REQUIREMENT 1: In the excerpt on storing a vCenter inventory in a graph database, which array holds the list of VMDKs associated with a VM?
REQUIREMENT 2: Write the next part of the excerpt on storing a vCenter inventory in a graph database, picking up after its final sentence.

PAGE EXTRACT:

To answer this question using the VIM API, where VMDK is a property of a VM, the flow would go something like this:

  1. Find all VMs in cluster 1.
  2. Enumerate the VMDKs of each of these VMs.
  3. Find all VMs in cluster 2.
  4. Enumerate the VMDKs of each of these VMs.
  5. Find out if any VMDKs from step 2 match the VMDKs of step 4.

While this process is fairly simple, it relies on an understanding of the inventory model and knowledge of the location of the list of VMDKs associated with a VM. This list is in the somewhat non-intuitively named ‘VirtualMachine.layoutEx.file[]’ array.

Consider the same problem from the perspective of a graph, with the data stored in a graph database [4]. If we organize the data more closely to its logical representation—making hosts, VMs and VMDKs nodes; and representing datastores and clusters as groups—then answering the question would instead require simply traversing the list of VMDKs, finding ones with multiple parents, and then checking if those parents (which are VMs) are members of different clusters. Matching the data storage representation to the sorts of questions that are likely to be answered can make it easier to frame the questions and potentially faster to find the answers. In this paper, we will give a wide variety of examples to justify the need for organizing data sensibly in order to answer such questions.

Figure 1

Figure 1. Modeling an inventory as a graph. In this example, H1 and H2 are hosts, V1 through V4 are VMs, and VMDK is a base disk. V2 and V3 are linked clones that share the same base disk. With data stored like a graph, a question like “Are there any VMs in different clusters that share a VMDK?” can be solved by a simple graph traversal.

Given that vCenter already has a relational database and stores hierarchy information, why do we need a graph database? First of all, we are not looking for a general solution for vCenter data storage. Instead, we propose a graph database as a secondary storage medium in order to solve specific types of problems. The overall storage required for the data we are considering is on the order of 5MB (as opposed to several hundred MB to store all of the information for such an inventory). By pruning the type of data we care about, we are able to search it extremely fast: most queries complete in tens of milliseconds. Moreover, it is easily extensible to a wide variety of queries.

To some extent, vCenter already allows a user to view the inventory as a graph through the “Maps” tab in the UI. A simple example is shown in Figures 2 and 3. In Figure 2, we show a standard client view of a cluster. In Figure 3, we show the “Maps” tab in the UI. While this representation is available from the UI, there is currently no API to allow the user access to the graph itself.

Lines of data
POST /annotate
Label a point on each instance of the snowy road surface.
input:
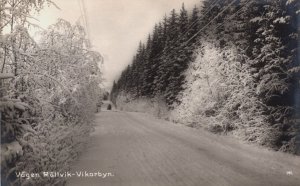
(140, 150)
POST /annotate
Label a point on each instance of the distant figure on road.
(109, 107)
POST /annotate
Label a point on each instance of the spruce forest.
(229, 66)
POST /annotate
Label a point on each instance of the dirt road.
(139, 150)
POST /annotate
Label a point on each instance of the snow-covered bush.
(54, 91)
(220, 95)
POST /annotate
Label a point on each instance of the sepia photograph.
(150, 92)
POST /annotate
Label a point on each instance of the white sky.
(116, 26)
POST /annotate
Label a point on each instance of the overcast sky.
(115, 26)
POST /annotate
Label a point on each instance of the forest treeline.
(229, 66)
(49, 90)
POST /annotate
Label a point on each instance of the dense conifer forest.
(231, 66)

REPLY 1: The ‘VirtualMachine.layoutEx.file[]’ array.

REPLY 2:
Figure 2

Figure 2. Standard hierarchical view of a vSphere cluster.

Figure 3

Figure 3. A Graph-based view of a portion of a cluster using the Maps tab in the vSphere UI. The Maps tab shows the connections using a graph topology. In this figure, for example, host 10.135.192.8 is managing VM w1-pcloud-v154)

3. Prototype Design

In this section, we validate our ideas by describing a preliminary prototype of this approach to data storage. Our prototype combines Socialcast [7], the VIM API [14], and the Neo4j graph database [4]. Neo4j is an open-source graph database that is architected to be both fast and scalable (up to billions of entities), and provides a powerful, human-readable graph query language (called Cypher) that allows users to efficiently extract key insights from their data. Neo4j stores data in nodes connected by directed, typed relationships and provides the ability to associate properties with both. In our setup, the elements in the datacenter (e.g., vCenter, hosts and VMs) are represented as nodes and the edges between these nodes track their relationship to one another. For example, a host follows a VM, so a ‘follow’ relationship is established between these two nodes. Similarly, a datastore comprises VMs, so a datastore is represented as a node, and the VMs that comprise the datastore are related to datastore node with a ‘member’ relationship. We assign types to relationships (for example, hosts follow VMs, and VMs are members of networks) primarily for convenience and to make our queries easily understandable. Also for convenience, we introduce an additional node type called ‘user’ for connecting users to their VMs. Our choice of Neo4j is motivated by its wide use and high performance, but other graph databases with similar functionality could have been used instead.

The basic flow of information in our system is as follows:

  1. Using the VIM API, the inventory structure of a virtualization infrastructure is recorded. For example, a datacenter is traversed and hosts and VMs are recorded, as well as their datastores and networks.
  2. For certain entities (hosts or VMs), a user in Socialcast is created. This data is published to Socialcast. Follower relationships are created in this step. This work heavily leverages the social media work presented
    in [5].
  3. For other entities (e.g., datastores or networks), a group is created in Socialcast, and users are added to those groups.
  4. Neo4j retrieves data from the Socialcast server.
  5. Neo4j converts all Socialcast users and groups into nodes in a graph, and assigns types to the nodes as well as types to the relationships. For example, a network is a group in Socialcast, but a node in Neo4j. A VM is a member of a network group in Socialcast, but is connected to a network via a ‘member’ relationship in Neo4j.
  6. Graph queries sent through Socialcast (by sending a message to the Neo4j server) use the Neo4J backend
    to compute the result set, with results returned as a message to the user.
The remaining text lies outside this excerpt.